[Directions for this task]
Rewrite all of the following lines in full, offsetting each point coordinate in the answers by adding 146 while leaving every other number unchanged. Omit the pictures from your reply.

[Pointing lines]
§ §

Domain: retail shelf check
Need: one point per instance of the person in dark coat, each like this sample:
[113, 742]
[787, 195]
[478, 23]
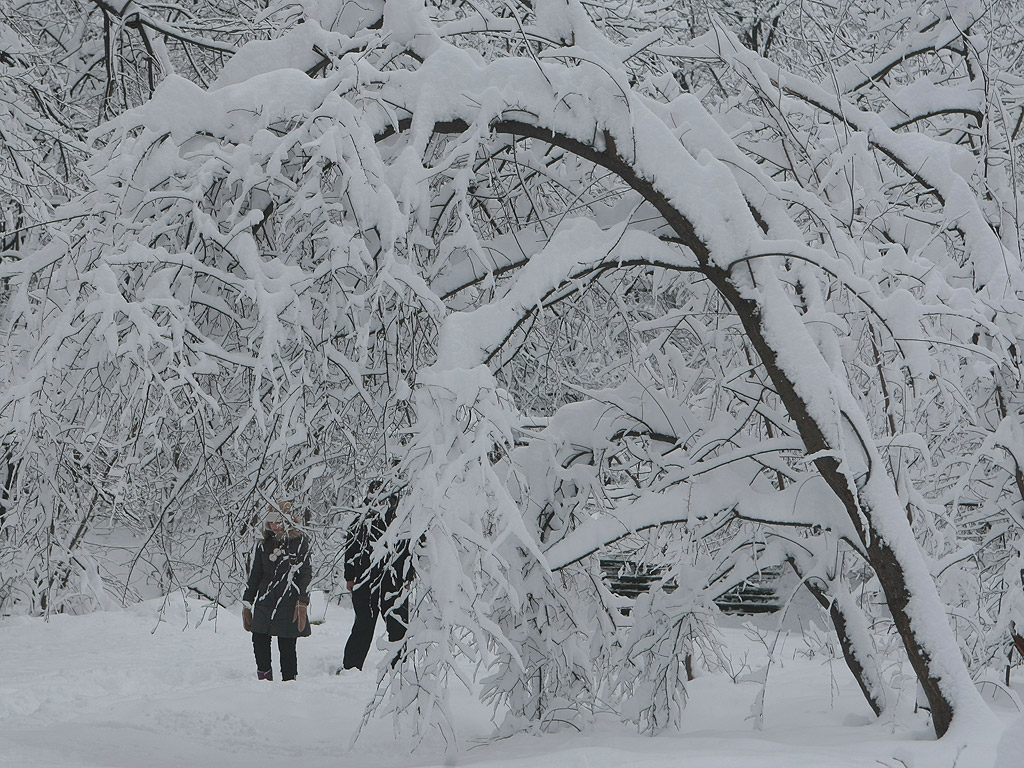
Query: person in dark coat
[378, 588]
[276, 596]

§ §

[The reply]
Domain: retail shelf check
Need: one point per instance of the person in dark coat, each like this sample:
[113, 742]
[787, 195]
[478, 23]
Query: person in dark coat
[524, 734]
[422, 742]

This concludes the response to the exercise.